**Aim:**
Write out every entry word for word.

**Materials provided:**
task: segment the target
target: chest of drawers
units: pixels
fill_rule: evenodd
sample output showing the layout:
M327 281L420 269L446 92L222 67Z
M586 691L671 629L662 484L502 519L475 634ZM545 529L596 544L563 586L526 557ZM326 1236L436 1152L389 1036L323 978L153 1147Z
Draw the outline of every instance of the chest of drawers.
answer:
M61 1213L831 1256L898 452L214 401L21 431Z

**Exercise output:**
task: segment the target
target: chest of drawers
units: pixels
fill_rule: evenodd
sample output showing the layout:
M327 281L420 269L446 92L222 67Z
M586 691L671 629L662 484L502 519L475 634ZM545 529L596 544L563 586L526 557ZM326 1236L436 1152L389 1036L323 978L153 1147Z
Draw the outline of every instance of the chest of drawers.
answer:
M61 1213L831 1256L898 452L214 401L21 431Z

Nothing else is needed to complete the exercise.